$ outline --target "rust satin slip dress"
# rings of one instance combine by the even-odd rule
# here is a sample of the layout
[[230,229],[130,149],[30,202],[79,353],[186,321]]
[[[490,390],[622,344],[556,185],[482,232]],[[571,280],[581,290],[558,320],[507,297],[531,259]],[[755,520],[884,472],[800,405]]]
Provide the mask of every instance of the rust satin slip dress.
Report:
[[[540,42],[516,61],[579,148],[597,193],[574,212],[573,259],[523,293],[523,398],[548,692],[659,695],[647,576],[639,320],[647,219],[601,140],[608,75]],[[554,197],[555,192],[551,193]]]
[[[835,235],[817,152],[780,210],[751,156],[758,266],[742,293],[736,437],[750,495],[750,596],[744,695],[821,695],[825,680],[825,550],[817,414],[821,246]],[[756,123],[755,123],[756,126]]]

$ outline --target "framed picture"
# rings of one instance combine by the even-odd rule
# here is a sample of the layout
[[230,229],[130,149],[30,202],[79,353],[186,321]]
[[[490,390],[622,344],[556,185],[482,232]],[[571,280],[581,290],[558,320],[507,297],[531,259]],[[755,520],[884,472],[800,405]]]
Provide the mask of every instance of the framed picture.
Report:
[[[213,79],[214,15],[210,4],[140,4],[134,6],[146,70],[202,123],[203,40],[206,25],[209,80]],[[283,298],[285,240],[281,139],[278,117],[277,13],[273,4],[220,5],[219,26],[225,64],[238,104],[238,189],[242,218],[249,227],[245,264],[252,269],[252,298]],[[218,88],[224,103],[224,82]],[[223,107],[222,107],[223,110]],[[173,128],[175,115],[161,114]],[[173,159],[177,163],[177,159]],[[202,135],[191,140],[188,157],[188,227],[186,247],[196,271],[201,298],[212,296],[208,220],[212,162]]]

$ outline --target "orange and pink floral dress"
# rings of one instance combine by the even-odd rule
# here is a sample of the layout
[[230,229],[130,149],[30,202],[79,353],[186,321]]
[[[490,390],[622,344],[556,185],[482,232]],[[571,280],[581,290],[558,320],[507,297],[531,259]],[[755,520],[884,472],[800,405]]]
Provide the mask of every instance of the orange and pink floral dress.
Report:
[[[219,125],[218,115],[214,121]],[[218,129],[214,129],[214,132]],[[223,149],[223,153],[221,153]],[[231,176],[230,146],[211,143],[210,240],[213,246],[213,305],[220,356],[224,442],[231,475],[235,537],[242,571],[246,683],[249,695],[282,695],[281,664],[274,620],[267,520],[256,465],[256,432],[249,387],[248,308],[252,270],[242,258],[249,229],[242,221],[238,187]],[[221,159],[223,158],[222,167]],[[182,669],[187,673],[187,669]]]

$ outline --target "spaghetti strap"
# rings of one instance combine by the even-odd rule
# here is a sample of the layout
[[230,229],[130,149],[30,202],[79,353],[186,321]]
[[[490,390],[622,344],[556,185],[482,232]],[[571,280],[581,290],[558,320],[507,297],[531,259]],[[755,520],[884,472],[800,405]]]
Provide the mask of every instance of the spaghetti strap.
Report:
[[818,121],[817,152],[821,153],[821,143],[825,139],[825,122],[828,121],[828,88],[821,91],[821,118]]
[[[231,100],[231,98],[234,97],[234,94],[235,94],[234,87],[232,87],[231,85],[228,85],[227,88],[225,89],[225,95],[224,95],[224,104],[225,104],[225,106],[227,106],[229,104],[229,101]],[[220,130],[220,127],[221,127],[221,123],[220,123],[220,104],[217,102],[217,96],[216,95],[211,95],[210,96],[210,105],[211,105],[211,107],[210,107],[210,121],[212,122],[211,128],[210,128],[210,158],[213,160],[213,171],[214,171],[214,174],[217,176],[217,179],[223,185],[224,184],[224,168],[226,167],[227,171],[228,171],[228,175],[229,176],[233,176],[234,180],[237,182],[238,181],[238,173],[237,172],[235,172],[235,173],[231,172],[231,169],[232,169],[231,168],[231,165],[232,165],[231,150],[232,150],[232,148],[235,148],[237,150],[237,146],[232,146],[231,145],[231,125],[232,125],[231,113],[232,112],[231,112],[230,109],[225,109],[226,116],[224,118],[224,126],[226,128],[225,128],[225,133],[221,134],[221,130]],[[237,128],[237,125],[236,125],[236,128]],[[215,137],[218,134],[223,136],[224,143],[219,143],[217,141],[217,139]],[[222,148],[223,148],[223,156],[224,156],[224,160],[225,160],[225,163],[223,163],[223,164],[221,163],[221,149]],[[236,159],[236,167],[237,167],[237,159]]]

--*--

■ WORK ORDER:
Go through the listing above. Show each line where the word "every" is found.

■ ANSWER BOX:
Provide the mask of every instance of the rust satin slip dress.
Provide the mask of every instance of the framed picture.
Provide the mask of every instance of the orange and pink floral dress.
Provide the mask of every instance of the spaghetti strap.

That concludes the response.